> _EXERCISE DESCRIPTION_: The entries below must be transcribed exactly. Leave nothing out.

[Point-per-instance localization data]
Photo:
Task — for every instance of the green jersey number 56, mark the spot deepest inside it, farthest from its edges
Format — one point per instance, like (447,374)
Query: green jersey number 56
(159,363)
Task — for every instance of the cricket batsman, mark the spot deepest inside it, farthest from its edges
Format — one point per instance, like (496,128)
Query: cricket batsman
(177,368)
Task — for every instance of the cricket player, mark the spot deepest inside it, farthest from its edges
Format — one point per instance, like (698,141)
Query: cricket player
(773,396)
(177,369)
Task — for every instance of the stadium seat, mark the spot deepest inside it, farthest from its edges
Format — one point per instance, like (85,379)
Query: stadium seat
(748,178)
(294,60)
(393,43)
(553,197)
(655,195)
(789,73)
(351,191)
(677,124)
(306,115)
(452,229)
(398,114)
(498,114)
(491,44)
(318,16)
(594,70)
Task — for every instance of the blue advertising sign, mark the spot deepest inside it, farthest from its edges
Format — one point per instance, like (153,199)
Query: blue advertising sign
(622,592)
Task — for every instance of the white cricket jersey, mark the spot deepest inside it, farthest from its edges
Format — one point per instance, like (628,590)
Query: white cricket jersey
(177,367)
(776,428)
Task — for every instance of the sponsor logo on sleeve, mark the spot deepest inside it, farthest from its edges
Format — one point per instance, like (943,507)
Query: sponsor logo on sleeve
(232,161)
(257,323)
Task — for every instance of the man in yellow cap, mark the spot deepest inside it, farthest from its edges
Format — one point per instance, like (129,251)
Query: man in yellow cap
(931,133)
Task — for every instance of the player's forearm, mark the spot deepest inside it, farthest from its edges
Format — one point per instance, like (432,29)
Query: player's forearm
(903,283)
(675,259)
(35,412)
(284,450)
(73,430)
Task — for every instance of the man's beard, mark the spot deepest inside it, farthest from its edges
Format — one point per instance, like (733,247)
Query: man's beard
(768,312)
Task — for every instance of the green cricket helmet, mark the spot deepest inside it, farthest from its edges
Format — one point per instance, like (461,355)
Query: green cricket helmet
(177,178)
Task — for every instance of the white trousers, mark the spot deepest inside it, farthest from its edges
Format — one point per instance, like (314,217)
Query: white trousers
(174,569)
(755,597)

> _OUTPUT_:
Photo:
Task — for every instance of the green jersey number 56, mark the spot deepest inside it, farthest from its edges
Format — one point per instance, like (447,374)
Query: green jersey number 56
(159,363)
Task — for every instance of the cricket batsman, mark the spot deepest inside it, farthest from its edges
Format — one point per instance, like (496,128)
Query: cricket batsman
(177,368)
Task — for every instance of the cricket player, mark the spot deepest inside it, farthest from its edges
Format — one point per instance, like (698,141)
Query: cricket player
(773,396)
(177,369)
Task — for every instance of the stadium seat, mark the spot deepest inside it, farthest from its edges
Format — one point per instance, like (85,379)
Query: stadium seat
(748,178)
(294,60)
(393,43)
(553,197)
(655,195)
(789,73)
(351,191)
(677,124)
(306,115)
(452,229)
(398,114)
(498,114)
(491,44)
(318,16)
(594,70)
Task — for every instance of the blue advertising sign, mark the spot deepest inside it, farthest from its edges
Format — one point per instance, like (153,199)
Query: blue advertising sign
(622,592)
Task — for every instance of the white cricket jersey, mark the spot deepest inside it, farthest from its edges
Format — one point per instance, like (628,590)
Query: white cricket jersey
(177,367)
(776,428)
Task — for every instance of the sponsor logo on sleeve, mark the spot deepest inside it, farthest from its edges
Format — one point per instance, like (943,507)
Query: sponsor logo on sleeve
(232,161)
(257,323)
Task — for every instance of the man in yellow cap, mark the spot deepest inside it, farthest from its edges
Format — one point per instance, like (129,251)
Query: man in yellow cap
(931,133)
Task — for every instance of the player's forearm, mark the spot deepest inside it, farthest from its edges
Format — one point per instance, like (432,29)
Query: player's forearm
(903,283)
(675,259)
(35,412)
(284,450)
(73,430)
Task — for every instance of the man's beard, mark the spot deepest inside it, farthest from its edges
Format — one point per instance, like (733,247)
Query: man's beard
(768,312)
Task — for every instance of the green cricket helmet, mark the spot deepest inside it, farthest from its edges
Format — one point per instance, like (461,355)
Query: green cricket helmet
(177,178)
Task — for every instance of the white trousers, mark the spot deepest inside it, farthest from its edges
Format — one point per instance, like (314,217)
Query: white trousers
(174,569)
(755,597)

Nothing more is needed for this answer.